Work instruction 1:
Print the part of the interview excerpt that opens with the words containing "I think it would" and closes with "our community members.".
Work instruction 2:
In the interview excerpt, with which two organizations did RG hold internships?

MM: Why do you think music is important in a child’s education?
RG: Music is so critical to a child’s education and development! Music and art allow students to let their imagination run free and develop a sense of empathy, in addition to creating an ability to express their own emotions and ideas. A sense of comradery and collaboration develops in group music settings that you don’t quite get in other classes.

There’s nothing like the pride and accomplishment a student feels after learning a new thing about music or following a performance after working on a piece for the past few weeks. I am so fortunate to work with many amazing, dedicated, and passionate music educators across Hampton Roads! And the programs that we collaborate on with VSO musicians in schools help to enhance what the kids are learning within the classroom.

MM: What are some upcoming initiatives you are looking forward to with the VSO?
RG: I’m very much looking forward to continuing to develop our Sensory Friendly programming and concerts in the coming seasons. I had worked on a number of sensory friendly and relaxed performance series in my internships with the Pittsburgh Symphony Orchestra and Pittsburgh Cultural Trust and was so excited to be able to implement a new program here. We had three different structures of concerts planned for last year, but had to postpone two due to COVID restrictions. We are hoping to continue our program in the spring during our 100th anniversary season.

The VSO has also been working on a number of initiatives relating to our equity, diversity, and inclusion practices as an institution. While this work started a few seasons ago, recent events have only magnified the importance of bringing these efforts to the forefront and making swift progress.

I think it would be fair to say that the VSO, and the industry overall, has a long way to go on fully delivering on its goals, but we are able to acknowledge our previous faults and use them as an opportunity for moving forward. I’m honored to be a part of the committee that is spearheading our established goals and making them happen authentically with the support and contributions of our community members.

MM: In your role at the VSO, how have you adapted to the pandemic?

Information given:

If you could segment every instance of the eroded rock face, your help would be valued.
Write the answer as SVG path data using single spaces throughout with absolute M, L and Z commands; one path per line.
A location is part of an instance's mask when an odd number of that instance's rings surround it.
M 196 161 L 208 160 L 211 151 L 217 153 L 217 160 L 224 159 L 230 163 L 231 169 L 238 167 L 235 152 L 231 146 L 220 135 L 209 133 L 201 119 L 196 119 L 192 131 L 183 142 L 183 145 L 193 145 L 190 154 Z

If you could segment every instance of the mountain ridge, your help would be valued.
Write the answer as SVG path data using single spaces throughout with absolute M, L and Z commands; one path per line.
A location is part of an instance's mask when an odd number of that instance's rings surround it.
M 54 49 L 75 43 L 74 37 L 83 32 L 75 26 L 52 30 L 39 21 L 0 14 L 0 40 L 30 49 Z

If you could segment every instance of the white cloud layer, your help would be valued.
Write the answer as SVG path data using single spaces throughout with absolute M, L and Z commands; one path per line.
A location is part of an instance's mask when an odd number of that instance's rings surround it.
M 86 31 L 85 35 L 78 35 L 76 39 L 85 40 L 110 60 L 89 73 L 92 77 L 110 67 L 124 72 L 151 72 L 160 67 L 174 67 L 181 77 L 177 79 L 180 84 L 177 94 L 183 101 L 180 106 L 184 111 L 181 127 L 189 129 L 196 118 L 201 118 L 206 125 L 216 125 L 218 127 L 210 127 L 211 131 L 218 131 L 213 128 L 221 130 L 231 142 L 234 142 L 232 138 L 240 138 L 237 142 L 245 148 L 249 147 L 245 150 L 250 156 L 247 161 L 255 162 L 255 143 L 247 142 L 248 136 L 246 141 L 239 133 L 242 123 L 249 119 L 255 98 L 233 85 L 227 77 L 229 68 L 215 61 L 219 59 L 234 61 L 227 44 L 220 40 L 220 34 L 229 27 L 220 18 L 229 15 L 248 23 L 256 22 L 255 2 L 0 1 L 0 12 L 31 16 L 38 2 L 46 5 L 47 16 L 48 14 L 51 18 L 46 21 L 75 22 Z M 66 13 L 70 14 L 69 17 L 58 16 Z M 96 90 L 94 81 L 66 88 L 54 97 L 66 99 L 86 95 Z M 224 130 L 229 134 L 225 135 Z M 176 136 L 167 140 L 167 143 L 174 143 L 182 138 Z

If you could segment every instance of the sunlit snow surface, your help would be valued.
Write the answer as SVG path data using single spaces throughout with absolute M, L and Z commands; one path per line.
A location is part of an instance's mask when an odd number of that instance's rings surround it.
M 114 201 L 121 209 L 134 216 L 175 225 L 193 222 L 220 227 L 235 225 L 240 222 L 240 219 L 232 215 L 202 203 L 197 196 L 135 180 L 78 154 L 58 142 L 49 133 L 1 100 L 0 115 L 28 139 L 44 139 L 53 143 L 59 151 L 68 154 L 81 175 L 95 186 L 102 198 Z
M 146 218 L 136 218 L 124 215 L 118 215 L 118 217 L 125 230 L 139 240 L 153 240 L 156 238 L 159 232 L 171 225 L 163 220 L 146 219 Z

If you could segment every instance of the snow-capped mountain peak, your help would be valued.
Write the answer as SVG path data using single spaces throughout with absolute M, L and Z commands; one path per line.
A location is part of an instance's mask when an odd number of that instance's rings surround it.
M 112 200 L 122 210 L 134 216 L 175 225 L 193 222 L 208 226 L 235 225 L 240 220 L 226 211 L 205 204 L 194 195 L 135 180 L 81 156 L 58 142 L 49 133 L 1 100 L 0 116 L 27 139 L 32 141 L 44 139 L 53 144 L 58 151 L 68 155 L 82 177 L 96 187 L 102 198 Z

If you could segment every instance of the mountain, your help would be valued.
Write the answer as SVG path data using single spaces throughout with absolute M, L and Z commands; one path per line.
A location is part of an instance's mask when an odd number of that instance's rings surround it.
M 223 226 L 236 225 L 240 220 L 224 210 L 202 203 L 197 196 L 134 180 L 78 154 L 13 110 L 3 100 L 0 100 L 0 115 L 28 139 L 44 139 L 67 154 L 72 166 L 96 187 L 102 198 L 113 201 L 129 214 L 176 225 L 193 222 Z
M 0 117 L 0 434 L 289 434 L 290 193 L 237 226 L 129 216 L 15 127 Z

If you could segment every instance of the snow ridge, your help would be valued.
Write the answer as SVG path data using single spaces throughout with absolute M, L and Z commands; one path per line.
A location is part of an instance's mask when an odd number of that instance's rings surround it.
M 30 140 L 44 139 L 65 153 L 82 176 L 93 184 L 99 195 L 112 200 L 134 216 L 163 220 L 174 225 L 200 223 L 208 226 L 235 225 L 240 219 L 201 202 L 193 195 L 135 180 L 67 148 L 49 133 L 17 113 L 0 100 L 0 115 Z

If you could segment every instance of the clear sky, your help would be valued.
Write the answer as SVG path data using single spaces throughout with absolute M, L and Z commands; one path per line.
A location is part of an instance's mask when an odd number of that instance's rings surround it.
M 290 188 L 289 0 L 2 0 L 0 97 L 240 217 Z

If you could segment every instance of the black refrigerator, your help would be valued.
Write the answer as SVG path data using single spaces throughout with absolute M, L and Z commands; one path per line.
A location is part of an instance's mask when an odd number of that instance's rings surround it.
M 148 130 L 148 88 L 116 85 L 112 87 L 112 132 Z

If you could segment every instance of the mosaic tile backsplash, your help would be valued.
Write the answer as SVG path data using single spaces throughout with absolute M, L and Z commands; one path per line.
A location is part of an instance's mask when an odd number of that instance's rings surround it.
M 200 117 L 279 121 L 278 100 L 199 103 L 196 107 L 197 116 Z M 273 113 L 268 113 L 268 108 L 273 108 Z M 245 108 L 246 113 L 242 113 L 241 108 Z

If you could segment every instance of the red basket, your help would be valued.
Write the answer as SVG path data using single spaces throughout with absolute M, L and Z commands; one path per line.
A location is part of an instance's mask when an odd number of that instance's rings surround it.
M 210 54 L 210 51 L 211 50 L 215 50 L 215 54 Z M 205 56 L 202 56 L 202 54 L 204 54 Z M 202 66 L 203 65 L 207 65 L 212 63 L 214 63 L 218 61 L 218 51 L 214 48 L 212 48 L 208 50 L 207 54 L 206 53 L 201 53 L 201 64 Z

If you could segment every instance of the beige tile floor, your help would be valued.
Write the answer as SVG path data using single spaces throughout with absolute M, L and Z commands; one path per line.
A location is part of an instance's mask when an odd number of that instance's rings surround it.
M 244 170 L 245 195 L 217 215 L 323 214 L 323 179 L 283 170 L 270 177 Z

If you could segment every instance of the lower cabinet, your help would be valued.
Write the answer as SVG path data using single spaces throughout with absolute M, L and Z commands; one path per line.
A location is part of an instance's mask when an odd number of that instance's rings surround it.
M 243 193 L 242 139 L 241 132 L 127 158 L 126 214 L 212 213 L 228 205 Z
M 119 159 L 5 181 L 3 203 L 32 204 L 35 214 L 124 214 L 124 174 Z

Answer section 1:
I think it would be fair to say that the VSO, and the industry overall, has a long way to go on fully delivering on its goals, but we are able to acknowledge our previous faults and use them as an opportunity for moving forward. I’m honored to be a part of the committee that is spearheading our established goals and making them happen authentically with the support and contributions of our community members.

Answer section 2:
The Pittsburgh Symphony Orchestra and the Pittsburgh Cultural Trust.